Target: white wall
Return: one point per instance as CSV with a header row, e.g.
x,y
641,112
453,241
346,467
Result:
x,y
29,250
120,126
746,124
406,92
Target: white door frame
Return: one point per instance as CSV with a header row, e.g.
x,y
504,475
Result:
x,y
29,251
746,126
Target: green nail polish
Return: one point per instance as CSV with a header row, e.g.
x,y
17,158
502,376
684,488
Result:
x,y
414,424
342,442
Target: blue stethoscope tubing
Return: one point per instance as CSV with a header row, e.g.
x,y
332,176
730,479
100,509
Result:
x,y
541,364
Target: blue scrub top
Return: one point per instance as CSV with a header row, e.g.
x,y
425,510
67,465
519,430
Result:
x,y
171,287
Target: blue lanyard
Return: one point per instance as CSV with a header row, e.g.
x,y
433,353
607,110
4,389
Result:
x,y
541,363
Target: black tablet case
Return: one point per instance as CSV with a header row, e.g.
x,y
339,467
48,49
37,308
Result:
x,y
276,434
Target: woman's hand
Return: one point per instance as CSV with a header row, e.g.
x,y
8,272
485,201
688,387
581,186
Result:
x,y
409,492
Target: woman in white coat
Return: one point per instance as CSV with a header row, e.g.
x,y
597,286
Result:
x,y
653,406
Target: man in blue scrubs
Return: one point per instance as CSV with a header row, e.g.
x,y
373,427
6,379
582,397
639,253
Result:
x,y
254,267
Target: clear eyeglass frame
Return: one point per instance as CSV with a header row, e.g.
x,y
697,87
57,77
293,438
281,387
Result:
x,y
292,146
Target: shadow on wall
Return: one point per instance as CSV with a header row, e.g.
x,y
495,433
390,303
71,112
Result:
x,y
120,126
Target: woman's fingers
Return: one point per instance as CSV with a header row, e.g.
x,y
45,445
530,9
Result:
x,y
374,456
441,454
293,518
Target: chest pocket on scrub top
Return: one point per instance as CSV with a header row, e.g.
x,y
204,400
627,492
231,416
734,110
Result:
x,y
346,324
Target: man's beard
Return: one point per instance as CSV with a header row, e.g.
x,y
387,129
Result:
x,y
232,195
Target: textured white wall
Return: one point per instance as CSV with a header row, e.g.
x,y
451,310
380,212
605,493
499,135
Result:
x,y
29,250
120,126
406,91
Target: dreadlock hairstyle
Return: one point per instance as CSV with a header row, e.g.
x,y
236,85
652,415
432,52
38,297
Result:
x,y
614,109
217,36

Exercise details – Each line of the listing that contains the word "blue" must be copied.

Solution below –
Target: blue stethoscope tubing
Target: blue scrub top
Target: blue lanyard
Target: man in blue scrubs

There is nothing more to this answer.